■ TASK INSTRUCTIONS:
From the line containing "122L48 135L75 138L89" down to the line containing "positive clicks: (80, 133) (74, 110)" in the records below, reproduce every line exactly, ends included, and omit all others.

Saved data entries

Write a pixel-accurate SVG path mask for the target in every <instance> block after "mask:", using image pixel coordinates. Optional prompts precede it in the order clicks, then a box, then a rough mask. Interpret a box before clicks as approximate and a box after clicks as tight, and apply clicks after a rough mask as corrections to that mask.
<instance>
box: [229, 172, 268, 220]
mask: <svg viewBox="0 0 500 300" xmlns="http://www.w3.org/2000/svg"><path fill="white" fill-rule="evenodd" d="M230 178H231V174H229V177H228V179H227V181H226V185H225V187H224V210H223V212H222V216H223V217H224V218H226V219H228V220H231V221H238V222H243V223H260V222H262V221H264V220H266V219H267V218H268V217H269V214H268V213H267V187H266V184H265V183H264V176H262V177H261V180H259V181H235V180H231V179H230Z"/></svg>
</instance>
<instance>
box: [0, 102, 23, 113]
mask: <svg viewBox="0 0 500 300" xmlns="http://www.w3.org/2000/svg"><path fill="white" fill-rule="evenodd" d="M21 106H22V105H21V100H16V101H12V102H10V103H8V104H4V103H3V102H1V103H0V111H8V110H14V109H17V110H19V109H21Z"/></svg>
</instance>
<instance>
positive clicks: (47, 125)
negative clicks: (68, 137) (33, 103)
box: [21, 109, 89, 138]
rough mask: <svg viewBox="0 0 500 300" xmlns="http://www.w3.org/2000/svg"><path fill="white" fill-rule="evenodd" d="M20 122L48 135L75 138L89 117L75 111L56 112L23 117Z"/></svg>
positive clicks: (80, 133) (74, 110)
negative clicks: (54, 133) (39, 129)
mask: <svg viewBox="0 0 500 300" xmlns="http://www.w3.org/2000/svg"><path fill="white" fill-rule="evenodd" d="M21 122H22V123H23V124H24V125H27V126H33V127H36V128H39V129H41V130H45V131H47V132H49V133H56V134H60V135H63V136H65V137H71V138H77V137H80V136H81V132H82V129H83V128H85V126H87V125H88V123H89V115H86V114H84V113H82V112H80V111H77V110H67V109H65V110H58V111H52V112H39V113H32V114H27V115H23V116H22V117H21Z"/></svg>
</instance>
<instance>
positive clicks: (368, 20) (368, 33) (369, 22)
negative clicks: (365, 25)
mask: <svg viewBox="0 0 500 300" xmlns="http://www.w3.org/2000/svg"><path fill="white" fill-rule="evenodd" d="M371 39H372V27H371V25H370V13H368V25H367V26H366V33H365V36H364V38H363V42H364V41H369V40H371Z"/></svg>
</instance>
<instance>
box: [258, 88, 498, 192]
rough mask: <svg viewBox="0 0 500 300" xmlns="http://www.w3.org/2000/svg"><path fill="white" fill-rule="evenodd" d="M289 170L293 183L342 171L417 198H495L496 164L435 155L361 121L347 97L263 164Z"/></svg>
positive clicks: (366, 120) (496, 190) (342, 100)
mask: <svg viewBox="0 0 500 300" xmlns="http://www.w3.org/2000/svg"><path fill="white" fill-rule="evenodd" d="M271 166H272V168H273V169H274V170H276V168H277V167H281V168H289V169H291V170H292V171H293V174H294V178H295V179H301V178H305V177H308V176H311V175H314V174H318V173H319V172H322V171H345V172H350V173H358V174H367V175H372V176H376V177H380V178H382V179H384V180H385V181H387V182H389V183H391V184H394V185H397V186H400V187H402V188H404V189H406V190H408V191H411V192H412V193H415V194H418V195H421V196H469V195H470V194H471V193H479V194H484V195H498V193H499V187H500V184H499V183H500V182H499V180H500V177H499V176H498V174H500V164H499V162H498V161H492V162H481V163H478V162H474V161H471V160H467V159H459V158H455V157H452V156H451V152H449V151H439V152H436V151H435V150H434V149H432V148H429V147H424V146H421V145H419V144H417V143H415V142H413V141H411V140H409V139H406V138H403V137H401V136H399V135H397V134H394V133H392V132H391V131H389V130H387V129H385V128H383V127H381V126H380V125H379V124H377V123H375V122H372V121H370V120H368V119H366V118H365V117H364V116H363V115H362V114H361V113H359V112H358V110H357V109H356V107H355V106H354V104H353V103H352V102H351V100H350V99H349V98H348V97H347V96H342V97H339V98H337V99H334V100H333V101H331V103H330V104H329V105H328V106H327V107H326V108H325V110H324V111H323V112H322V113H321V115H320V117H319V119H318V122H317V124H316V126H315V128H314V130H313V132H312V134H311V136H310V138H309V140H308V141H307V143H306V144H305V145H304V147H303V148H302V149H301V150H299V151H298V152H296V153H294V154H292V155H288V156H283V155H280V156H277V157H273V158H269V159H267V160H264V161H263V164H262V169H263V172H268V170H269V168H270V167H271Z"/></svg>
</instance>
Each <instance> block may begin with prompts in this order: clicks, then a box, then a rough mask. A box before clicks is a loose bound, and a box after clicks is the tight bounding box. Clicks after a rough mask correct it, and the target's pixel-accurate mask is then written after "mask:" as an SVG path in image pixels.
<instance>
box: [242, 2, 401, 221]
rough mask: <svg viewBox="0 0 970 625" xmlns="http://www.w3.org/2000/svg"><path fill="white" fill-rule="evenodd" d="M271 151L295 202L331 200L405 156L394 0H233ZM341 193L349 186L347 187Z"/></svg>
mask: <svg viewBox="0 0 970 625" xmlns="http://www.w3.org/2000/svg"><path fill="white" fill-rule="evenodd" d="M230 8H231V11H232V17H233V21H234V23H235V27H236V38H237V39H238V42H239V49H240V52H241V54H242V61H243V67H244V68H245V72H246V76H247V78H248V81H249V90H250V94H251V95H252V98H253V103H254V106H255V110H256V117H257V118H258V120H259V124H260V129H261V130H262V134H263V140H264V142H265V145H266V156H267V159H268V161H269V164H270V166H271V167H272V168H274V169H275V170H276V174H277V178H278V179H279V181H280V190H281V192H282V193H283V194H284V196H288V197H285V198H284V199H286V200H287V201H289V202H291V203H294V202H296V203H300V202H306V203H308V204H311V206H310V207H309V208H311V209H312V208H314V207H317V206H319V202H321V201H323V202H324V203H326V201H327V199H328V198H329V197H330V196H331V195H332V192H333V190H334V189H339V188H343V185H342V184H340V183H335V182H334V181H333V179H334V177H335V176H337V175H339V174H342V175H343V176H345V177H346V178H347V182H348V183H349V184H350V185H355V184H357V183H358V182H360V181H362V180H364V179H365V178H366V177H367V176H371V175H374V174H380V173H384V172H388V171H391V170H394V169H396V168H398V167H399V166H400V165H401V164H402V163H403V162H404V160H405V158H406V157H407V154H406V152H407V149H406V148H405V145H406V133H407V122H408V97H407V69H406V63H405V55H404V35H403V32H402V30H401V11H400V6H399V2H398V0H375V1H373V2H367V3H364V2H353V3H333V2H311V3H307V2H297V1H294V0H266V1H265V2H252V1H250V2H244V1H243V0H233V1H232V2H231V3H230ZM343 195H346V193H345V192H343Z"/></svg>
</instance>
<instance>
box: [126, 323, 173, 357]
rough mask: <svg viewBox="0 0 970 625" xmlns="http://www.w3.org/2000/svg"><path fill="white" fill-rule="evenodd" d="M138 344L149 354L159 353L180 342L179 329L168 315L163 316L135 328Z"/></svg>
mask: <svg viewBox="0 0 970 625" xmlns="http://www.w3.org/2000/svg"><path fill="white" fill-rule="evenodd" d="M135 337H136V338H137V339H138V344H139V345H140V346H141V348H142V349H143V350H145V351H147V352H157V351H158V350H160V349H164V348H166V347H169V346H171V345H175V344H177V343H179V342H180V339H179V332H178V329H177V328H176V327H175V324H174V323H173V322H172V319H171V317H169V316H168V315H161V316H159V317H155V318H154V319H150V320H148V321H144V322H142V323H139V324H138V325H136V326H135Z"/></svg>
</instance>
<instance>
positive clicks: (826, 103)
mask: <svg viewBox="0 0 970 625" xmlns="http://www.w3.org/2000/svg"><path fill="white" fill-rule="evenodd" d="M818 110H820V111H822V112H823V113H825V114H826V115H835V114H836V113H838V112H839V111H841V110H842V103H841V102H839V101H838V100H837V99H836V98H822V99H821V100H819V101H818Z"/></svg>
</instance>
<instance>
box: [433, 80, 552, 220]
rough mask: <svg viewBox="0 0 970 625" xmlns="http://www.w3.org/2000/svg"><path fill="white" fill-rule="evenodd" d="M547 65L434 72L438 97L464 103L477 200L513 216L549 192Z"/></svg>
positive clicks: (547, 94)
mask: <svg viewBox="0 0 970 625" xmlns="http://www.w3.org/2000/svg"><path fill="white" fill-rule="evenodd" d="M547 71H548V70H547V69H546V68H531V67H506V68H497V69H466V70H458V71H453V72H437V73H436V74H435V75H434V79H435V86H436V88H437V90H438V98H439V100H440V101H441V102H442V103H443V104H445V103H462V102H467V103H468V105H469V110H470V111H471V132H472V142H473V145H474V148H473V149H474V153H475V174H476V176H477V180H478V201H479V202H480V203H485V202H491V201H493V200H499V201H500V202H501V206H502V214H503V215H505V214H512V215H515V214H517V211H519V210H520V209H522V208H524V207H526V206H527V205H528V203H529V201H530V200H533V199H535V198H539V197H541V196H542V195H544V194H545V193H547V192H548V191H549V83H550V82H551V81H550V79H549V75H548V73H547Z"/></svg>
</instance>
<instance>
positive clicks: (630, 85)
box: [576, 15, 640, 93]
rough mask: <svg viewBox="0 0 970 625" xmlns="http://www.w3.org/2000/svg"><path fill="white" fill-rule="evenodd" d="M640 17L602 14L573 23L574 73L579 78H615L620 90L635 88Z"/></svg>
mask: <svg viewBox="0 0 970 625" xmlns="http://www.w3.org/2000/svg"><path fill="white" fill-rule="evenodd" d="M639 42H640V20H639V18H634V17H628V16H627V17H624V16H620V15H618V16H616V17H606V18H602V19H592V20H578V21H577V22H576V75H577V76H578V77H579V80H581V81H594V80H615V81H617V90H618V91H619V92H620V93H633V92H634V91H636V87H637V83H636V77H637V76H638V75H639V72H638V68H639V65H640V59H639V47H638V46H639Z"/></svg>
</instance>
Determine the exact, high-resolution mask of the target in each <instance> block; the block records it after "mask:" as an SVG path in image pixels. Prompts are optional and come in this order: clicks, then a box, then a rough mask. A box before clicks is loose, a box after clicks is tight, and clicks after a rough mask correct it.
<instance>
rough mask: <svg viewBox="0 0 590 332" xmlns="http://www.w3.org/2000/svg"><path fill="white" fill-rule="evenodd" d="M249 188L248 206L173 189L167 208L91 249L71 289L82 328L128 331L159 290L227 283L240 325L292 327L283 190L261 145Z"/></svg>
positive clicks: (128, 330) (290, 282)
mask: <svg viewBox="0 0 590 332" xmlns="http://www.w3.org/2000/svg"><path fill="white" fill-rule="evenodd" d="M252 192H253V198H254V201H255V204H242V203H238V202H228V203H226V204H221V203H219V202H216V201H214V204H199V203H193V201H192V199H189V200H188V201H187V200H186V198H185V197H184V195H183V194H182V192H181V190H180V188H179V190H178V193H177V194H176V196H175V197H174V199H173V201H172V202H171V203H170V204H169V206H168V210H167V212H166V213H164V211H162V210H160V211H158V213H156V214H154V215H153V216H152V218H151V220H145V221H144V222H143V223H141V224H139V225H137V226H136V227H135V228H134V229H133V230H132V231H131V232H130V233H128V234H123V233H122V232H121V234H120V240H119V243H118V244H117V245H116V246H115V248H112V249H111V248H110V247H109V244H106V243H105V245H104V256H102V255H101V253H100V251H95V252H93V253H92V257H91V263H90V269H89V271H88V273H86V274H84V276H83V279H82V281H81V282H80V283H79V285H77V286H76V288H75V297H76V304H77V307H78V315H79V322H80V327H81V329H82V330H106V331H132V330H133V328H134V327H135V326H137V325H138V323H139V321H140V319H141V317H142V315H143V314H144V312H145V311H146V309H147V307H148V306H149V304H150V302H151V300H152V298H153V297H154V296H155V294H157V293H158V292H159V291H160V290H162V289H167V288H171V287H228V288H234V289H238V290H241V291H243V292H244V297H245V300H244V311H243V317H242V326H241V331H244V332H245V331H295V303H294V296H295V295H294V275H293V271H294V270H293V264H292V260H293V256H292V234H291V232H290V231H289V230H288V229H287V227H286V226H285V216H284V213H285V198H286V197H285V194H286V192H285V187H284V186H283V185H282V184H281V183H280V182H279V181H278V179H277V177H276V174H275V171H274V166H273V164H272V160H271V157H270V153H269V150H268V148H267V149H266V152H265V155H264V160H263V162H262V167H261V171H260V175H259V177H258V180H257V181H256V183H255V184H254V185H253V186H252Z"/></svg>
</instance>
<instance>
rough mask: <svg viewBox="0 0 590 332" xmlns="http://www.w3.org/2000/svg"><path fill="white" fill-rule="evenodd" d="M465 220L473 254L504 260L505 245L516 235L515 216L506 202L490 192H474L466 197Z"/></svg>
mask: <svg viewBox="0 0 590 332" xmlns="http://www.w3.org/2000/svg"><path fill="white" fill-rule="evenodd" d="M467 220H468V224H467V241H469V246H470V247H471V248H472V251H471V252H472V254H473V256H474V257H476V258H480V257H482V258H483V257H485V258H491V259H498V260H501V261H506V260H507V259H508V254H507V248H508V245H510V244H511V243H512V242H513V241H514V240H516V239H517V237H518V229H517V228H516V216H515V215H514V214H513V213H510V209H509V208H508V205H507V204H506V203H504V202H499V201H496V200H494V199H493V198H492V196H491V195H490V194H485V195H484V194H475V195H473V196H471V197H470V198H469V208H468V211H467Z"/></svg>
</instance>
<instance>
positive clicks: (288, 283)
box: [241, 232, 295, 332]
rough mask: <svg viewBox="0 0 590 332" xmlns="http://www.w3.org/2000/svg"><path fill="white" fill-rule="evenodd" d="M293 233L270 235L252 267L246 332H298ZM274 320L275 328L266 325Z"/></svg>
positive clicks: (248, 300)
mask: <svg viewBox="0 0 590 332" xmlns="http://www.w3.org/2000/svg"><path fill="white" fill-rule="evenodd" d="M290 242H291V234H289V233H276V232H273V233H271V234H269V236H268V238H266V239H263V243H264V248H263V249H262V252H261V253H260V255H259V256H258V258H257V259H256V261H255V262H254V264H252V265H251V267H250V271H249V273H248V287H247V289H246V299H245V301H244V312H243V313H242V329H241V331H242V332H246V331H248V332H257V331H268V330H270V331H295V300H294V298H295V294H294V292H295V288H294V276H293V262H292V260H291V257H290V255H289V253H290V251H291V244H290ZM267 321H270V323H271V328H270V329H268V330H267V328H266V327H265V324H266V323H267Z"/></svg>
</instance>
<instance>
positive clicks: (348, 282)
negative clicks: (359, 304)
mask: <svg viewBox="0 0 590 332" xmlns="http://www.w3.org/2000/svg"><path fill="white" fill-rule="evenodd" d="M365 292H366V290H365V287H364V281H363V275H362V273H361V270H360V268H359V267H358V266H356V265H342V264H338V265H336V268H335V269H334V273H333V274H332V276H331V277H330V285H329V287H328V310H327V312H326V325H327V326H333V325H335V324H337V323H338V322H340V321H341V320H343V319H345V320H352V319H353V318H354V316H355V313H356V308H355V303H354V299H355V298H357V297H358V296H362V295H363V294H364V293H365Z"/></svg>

■ SOLUTION FOR THIS PROBLEM:
rough mask: <svg viewBox="0 0 500 300" xmlns="http://www.w3.org/2000/svg"><path fill="white" fill-rule="evenodd" d="M20 122L48 135L75 138L89 117L75 111L56 112L23 117Z"/></svg>
positive clicks: (80, 133) (74, 110)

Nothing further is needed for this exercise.